▶ **DIRECTIVES**:
(1) Please copy the article on Facebook's Australian news ban word for word, from "Facebook has called" to "Facebook’s own pages.".
(2) Answer these questions from the article on Facebook's Australian news ban:
(a) What has Facebook banned users from sharing on its platform?
(b) Besides Australian media, what did the ban clumsily also include?
(c) For which tasks were newspapers once the best place to look?

Facebook has called the Australian media’s bluff

19 February 2021

12:59 AM

19 February 2021

12:59 AM

In 2021, it’s not uncommon to hope that everyone involved in an argument can lose, or to suspect that pretty much everyone is in the wrong. So it is with the long-running saga involving Australia’s mainstream media outlets, its government, and the tech giants, which has led this week to Facebook banning users from sharing posts from Australian media on its platform.

The ban has been badly implemented: it has led to performative outrage at the apparent censorship from the outlets themselves, and has clumsily also included official government agencies and some of Facebook’s own pages.

But, leaving aside the errors in the rollout, the wails from Australia’s media should be ignored. They have got exactly what they asked for.

The backstory is one playing out across the world: media outlets are struggling to make as much profit as once they did in the internet era. Newspapers used to be the best place to look for a house, to buy a second-hand car, and even to date.

The internet has supplanted papers for all of those tasks, and newspaper owners didn’t wake up to it early enough. Their management model of relentless cuts to extract maximum profits then did not allow the people who did see it coming to actually invest and build the new era of online classified ads.

Faced with that kind of failure, bosses are now blaming the tech giants. While often still extracting profits (by grinding down quality, treating workers badly, and then blaming ‘the internet’ when people stop reading the content that’s left), newspaper proprietors across the world are using their remaining clout to try to persuade their respective governments to make tech giants pay for using their content.

▶ **STORED DATA**:

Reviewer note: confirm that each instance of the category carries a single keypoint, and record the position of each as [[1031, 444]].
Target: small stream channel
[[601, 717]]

▶ **SOLUTIONS BY TASK**:
(1)
Facebook has called the Australian media’s bluff

19 February 2021

12:59 AM

19 February 2021

12:59 AM

In 2021, it’s not uncommon to hope that everyone involved in an argument can lose, or to suspect that pretty much everyone is in the wrong. So it is with the long-running saga involving Australia’s mainstream media outlets, its government, and the tech giants, which has led this week to Facebook banning users from sharing posts from Australian media on its platform.

The ban has been badly implemented: it has led to performative outrage at the apparent censorship from the outlets themselves, and has clumsily also included official government agencies and some of Facebook’s own pages.

(2)
(a) Posts from Australian media.
(b) Official government agencies and some of Facebook's own pages.
(c) Looking for a house, buying a second-hand car, and even dating.